PROBLEM TO WORK ON
Keep the pictures out. Write out every line of the listing exactly.

GIVEN RECORDS
------------------------------------------------
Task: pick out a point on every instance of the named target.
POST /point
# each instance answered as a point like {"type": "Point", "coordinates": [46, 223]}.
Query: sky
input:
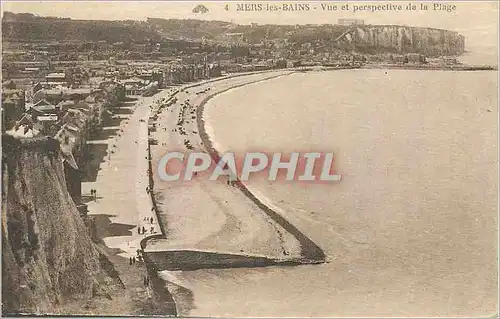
{"type": "Point", "coordinates": [476, 20]}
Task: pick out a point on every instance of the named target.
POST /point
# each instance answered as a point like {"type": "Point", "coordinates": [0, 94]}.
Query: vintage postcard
{"type": "Point", "coordinates": [250, 159]}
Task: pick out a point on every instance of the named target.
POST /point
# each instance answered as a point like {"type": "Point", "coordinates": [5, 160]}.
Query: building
{"type": "Point", "coordinates": [56, 77]}
{"type": "Point", "coordinates": [351, 22]}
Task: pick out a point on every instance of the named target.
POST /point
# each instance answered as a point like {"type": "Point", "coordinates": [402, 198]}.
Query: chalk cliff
{"type": "Point", "coordinates": [404, 39]}
{"type": "Point", "coordinates": [47, 257]}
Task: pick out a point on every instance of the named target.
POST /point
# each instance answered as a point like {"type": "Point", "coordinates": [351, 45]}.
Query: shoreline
{"type": "Point", "coordinates": [310, 251]}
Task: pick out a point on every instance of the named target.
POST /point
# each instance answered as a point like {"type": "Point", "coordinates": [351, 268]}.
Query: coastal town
{"type": "Point", "coordinates": [88, 110]}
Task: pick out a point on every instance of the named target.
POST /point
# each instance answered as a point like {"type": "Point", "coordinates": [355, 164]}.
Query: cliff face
{"type": "Point", "coordinates": [402, 39]}
{"type": "Point", "coordinates": [47, 256]}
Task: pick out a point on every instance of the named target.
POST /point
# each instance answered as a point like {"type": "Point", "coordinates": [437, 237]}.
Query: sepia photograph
{"type": "Point", "coordinates": [238, 159]}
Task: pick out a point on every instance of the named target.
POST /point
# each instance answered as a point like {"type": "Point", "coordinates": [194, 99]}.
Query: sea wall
{"type": "Point", "coordinates": [48, 258]}
{"type": "Point", "coordinates": [404, 39]}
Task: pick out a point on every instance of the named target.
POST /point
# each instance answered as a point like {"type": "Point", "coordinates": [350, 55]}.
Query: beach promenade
{"type": "Point", "coordinates": [210, 215]}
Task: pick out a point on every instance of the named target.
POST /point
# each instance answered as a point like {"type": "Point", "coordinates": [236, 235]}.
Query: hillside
{"type": "Point", "coordinates": [48, 259]}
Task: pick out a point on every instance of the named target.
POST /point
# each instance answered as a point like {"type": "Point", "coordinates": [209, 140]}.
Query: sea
{"type": "Point", "coordinates": [411, 230]}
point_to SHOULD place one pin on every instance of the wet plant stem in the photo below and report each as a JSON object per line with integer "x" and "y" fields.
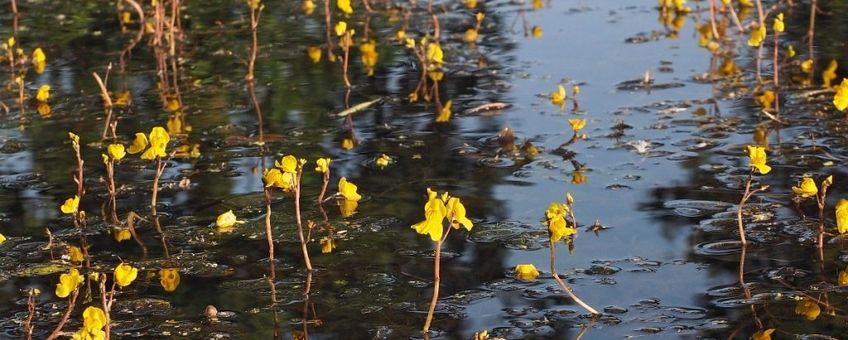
{"x": 71, "y": 303}
{"x": 562, "y": 283}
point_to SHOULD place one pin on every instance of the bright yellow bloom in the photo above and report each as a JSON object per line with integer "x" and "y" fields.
{"x": 159, "y": 139}
{"x": 445, "y": 112}
{"x": 382, "y": 161}
{"x": 758, "y": 159}
{"x": 558, "y": 97}
{"x": 829, "y": 74}
{"x": 840, "y": 99}
{"x": 778, "y": 23}
{"x": 68, "y": 282}
{"x": 125, "y": 274}
{"x": 116, "y": 151}
{"x": 764, "y": 334}
{"x": 526, "y": 272}
{"x": 757, "y": 36}
{"x": 322, "y": 165}
{"x": 808, "y": 308}
{"x": 807, "y": 188}
{"x": 341, "y": 27}
{"x": 344, "y": 5}
{"x": 287, "y": 164}
{"x": 456, "y": 214}
{"x": 434, "y": 214}
{"x": 43, "y": 93}
{"x": 71, "y": 205}
{"x": 227, "y": 220}
{"x": 327, "y": 245}
{"x": 435, "y": 54}
{"x": 122, "y": 235}
{"x": 75, "y": 254}
{"x": 348, "y": 190}
{"x": 577, "y": 124}
{"x": 314, "y": 54}
{"x": 139, "y": 144}
{"x": 169, "y": 278}
{"x": 842, "y": 216}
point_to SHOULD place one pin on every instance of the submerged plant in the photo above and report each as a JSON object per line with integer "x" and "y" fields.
{"x": 437, "y": 210}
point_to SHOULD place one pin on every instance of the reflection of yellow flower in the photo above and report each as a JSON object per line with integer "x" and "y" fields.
------------------------------------------------
SOLUTION TO THIS EXERCISE
Task: pick out a point on every instance of the named target.
POST /point
# each instance answered as a point like {"type": "Point", "coordinates": [46, 223]}.
Query: sky
input:
{"type": "Point", "coordinates": [476, 20]}
Task: pick out a point on every instance of the named target.
POST /point
# each instance answered as a point like {"type": "Point", "coordinates": [0, 94]}.
Query: vintage postcard
{"type": "Point", "coordinates": [250, 159]}
Task: pick out a point on every instance of the named target.
POST /point
# each instance answered as a point like {"type": "Point", "coordinates": [5, 160]}.
Query: building
{"type": "Point", "coordinates": [56, 77]}
{"type": "Point", "coordinates": [351, 22]}
Task: pick out a point on every instance of the named target.
POST /point
# each instance answered as a point like {"type": "Point", "coordinates": [402, 198]}.
Query: chalk cliff
{"type": "Point", "coordinates": [404, 39]}
{"type": "Point", "coordinates": [47, 257]}
Task: pick out a point on every instance of the named target.
POST /point
# each instance answered as a point like {"type": "Point", "coordinates": [351, 45]}.
Query: shoreline
{"type": "Point", "coordinates": [310, 251]}
Task: pick out a point on every instance of the named target.
POST /point
# each instance answered as a point like {"type": "Point", "coordinates": [351, 268]}.
Query: coastal town
{"type": "Point", "coordinates": [88, 110]}
Task: pick out a point on every instance of the named target.
POST /point
# each instance answered as a point like {"type": "Point", "coordinates": [355, 164]}.
Query: cliff face
{"type": "Point", "coordinates": [402, 39]}
{"type": "Point", "coordinates": [47, 256]}
Task: pick out a point on every instance of the named target.
POST /point
# each instance answered as a point like {"type": "Point", "coordinates": [437, 237]}.
Query: sepia photograph
{"type": "Point", "coordinates": [238, 159]}
Task: pick out a point on every instance of the named target.
POST /point
# each instance answered as a point like {"type": "Point", "coordinates": [194, 99]}.
Query: sea wall
{"type": "Point", "coordinates": [48, 258]}
{"type": "Point", "coordinates": [404, 39]}
Task: pick out a point on every instance of the named target.
POST /point
# each instance answered as a point like {"type": "Point", "coordinates": [350, 55]}.
Query: beach promenade
{"type": "Point", "coordinates": [210, 215]}
Task: pick out a point on every instance of the named target.
POST /point
# each instance answered as a point like {"type": "Point", "coordinates": [236, 235]}.
Query: hillside
{"type": "Point", "coordinates": [48, 259]}
Task: pick out a point on every instance of the named target.
POST /point
# each instance answered as a point like {"type": "Point", "coordinates": [209, 140]}.
Query: sea
{"type": "Point", "coordinates": [411, 230]}
point_to SHOULD place one pin on every instance of the wet plant stem in the photo below and report each as a JSON object per line with integer "x" and "y" fields.
{"x": 71, "y": 303}
{"x": 562, "y": 283}
point_to SHOULD place one pin on every instance of the bright yellow bloom in the photo above and report each as a JSON object per line with integer "x" and "y" fields.
{"x": 159, "y": 139}
{"x": 445, "y": 112}
{"x": 382, "y": 161}
{"x": 758, "y": 159}
{"x": 558, "y": 97}
{"x": 829, "y": 74}
{"x": 840, "y": 99}
{"x": 778, "y": 23}
{"x": 68, "y": 282}
{"x": 125, "y": 274}
{"x": 116, "y": 151}
{"x": 764, "y": 334}
{"x": 526, "y": 272}
{"x": 757, "y": 36}
{"x": 322, "y": 165}
{"x": 808, "y": 308}
{"x": 807, "y": 188}
{"x": 341, "y": 27}
{"x": 344, "y": 5}
{"x": 287, "y": 164}
{"x": 456, "y": 214}
{"x": 434, "y": 214}
{"x": 43, "y": 93}
{"x": 71, "y": 205}
{"x": 227, "y": 220}
{"x": 327, "y": 245}
{"x": 435, "y": 54}
{"x": 122, "y": 235}
{"x": 75, "y": 254}
{"x": 348, "y": 190}
{"x": 577, "y": 124}
{"x": 314, "y": 54}
{"x": 139, "y": 144}
{"x": 169, "y": 278}
{"x": 842, "y": 216}
point_to SHOULD place one pin on every instance of the submerged plant in the photo above and report each as a JSON object per line with integer "x" and "y" fields.
{"x": 437, "y": 210}
point_to SHOULD place one pin on every instance of the reflection of yellow flower in the photo above and report each as a JSON object per line with integer "x" and "y" fields.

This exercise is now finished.